**WHAT IS EXPECTED**
Output all of the entries exactly as written.

(Natural language region descriptions)
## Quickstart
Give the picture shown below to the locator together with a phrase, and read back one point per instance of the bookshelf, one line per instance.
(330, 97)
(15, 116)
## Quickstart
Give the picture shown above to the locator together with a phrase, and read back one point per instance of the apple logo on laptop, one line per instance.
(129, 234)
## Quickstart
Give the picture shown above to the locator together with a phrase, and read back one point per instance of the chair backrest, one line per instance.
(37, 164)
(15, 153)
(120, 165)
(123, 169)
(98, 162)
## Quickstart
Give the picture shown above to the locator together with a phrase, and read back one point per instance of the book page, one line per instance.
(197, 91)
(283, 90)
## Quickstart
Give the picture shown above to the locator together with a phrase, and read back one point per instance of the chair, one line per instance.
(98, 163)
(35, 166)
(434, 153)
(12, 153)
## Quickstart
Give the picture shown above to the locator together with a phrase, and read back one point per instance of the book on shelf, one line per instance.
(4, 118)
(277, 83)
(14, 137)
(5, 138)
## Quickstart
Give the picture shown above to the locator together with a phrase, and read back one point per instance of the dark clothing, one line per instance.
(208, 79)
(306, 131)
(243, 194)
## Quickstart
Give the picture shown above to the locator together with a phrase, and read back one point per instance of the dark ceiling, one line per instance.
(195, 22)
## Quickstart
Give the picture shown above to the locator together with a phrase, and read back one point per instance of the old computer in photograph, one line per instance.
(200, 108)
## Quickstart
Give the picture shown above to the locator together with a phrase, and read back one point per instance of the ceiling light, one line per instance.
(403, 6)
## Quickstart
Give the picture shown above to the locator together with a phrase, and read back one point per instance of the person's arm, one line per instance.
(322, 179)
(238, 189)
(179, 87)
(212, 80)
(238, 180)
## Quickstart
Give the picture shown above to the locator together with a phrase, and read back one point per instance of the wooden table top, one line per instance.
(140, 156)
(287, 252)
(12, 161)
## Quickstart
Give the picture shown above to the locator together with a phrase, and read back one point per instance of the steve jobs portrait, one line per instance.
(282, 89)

**EXPECTED ANSWER**
## Quickstart
Give the picture shown below to the locator together with a phrase, and read back one point per instance of the bookshelf, one line per instance.
(330, 97)
(15, 116)
## Quickstart
Give the picture shown above to the locator together with a phrase, and read back one point per instance of the apple logo on laptop, one line per instance.
(129, 234)
## Quickstart
Give the picture shown above to the locator together with a phrase, and read back one point per instance of the chair backrest, one line per instance.
(37, 164)
(15, 153)
(120, 165)
(123, 169)
(98, 162)
## Quickstart
Give the picture shown above to the locator together with a phrase, and read back one point per instance of the book page, one line per instance.
(197, 91)
(283, 90)
## Quickstart
Give the picture shown above to the locator together with a phrase, and read back one point per instance of the chair, one line per instance.
(98, 163)
(35, 166)
(434, 153)
(12, 153)
## Quickstart
Give the picture shown above to the locator together with a phrase, and read back one point per instance of the book on shelf, one line per instance.
(4, 118)
(277, 83)
(14, 137)
(5, 138)
## Quickstart
Give the picture shown above to the locator together with a phrase, and read back one point per instance of the dark clothing, one line per instance.
(208, 79)
(306, 131)
(243, 194)
## Quickstart
Give the picture shown above to the locator together with a phrase, and read back one point per instance of the dark ceiling, one line per instance.
(195, 22)
## Quickstart
Give the picture shown above to the locator together with a phrase, and read back one point per instance of the old computer in photograph, one line per instance.
(200, 108)
## Quickstart
Give the picture shown above to the locator together with a phrase, and read back one point per instance of the ceiling light, one line per instance.
(403, 6)
## Quickstart
Give the picture shown above to the locator together with a phrase, and read back one point per instance of the person's arm, one line per instance.
(322, 179)
(238, 189)
(179, 87)
(212, 80)
(238, 180)
## Quickstart
Give the picture shown above to the locator together with a phrase, and read back one point per instance of the wooden table top, one line per instance.
(140, 156)
(287, 252)
(12, 161)
## Quickstart
Give the picture shown above to the locator together with a phrase, and read back one point per instance of the steve jobs portrait, one line per instance.
(282, 89)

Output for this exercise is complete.